[Items stored from a collection]
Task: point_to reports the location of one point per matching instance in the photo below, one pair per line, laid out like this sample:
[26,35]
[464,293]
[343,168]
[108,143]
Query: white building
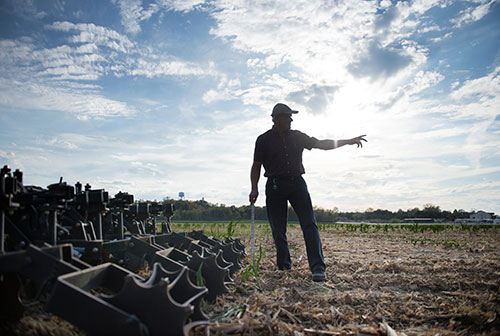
[480,217]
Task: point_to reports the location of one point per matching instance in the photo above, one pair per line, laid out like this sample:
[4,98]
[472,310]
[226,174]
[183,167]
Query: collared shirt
[282,155]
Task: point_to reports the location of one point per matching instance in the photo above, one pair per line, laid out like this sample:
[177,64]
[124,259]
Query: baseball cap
[280,109]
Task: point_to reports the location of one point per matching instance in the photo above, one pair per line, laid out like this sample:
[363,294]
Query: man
[280,151]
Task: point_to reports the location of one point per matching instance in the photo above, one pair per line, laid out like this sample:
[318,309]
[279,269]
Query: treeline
[204,211]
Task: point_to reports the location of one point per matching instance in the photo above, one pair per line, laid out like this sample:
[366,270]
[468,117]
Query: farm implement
[81,252]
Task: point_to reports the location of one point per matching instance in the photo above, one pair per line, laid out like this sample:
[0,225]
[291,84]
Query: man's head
[282,109]
[282,117]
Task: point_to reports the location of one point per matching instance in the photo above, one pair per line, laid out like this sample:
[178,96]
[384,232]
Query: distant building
[480,217]
[418,220]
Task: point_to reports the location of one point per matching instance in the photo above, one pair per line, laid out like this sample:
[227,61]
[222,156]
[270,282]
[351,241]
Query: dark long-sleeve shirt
[282,156]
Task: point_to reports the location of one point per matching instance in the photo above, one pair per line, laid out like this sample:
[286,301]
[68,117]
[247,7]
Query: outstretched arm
[332,144]
[254,179]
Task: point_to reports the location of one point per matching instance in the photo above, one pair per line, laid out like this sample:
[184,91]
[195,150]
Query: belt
[289,178]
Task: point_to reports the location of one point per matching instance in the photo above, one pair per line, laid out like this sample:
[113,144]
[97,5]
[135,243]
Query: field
[381,280]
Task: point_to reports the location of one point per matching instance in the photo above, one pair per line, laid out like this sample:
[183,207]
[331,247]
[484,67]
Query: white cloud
[132,14]
[473,14]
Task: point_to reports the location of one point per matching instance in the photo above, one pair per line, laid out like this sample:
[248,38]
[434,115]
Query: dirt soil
[378,283]
[393,283]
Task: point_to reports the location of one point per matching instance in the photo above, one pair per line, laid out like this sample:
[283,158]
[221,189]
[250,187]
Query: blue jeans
[280,190]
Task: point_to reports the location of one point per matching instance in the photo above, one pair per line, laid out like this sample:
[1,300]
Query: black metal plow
[80,251]
[110,300]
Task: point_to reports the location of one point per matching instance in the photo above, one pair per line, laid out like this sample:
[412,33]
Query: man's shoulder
[266,134]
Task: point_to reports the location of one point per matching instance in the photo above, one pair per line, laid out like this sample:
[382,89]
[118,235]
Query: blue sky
[158,97]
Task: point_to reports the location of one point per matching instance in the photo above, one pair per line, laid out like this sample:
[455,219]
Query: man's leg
[277,214]
[302,205]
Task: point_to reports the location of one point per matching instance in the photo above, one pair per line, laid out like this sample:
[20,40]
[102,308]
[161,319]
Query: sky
[159,97]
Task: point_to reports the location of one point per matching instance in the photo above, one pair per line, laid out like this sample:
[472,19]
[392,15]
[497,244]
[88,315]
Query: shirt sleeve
[308,142]
[258,154]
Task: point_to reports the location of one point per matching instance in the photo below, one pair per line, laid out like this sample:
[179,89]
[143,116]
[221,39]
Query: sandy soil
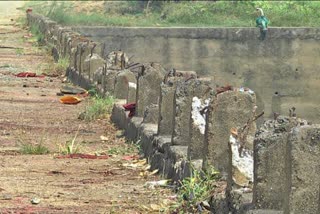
[32,114]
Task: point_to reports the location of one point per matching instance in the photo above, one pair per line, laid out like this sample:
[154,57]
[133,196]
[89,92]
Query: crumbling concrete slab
[151,114]
[287,155]
[197,147]
[132,131]
[229,109]
[132,92]
[303,170]
[92,64]
[185,92]
[110,81]
[147,131]
[148,87]
[119,116]
[122,83]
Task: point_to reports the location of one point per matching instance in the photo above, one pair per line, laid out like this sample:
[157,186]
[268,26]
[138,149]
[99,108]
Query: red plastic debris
[29,74]
[83,156]
[130,157]
[224,88]
[130,107]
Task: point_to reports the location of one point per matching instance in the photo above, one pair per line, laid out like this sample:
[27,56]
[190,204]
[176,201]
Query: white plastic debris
[245,163]
[132,85]
[242,89]
[198,119]
[152,184]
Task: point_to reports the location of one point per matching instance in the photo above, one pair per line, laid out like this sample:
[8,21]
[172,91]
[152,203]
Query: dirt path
[31,114]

» **DIRECTIVE**
Pull out every line of the items above that contains the word "building", matching case exactly, and copy each one.

» **THE ANSWER**
Query: white building
Query: distant building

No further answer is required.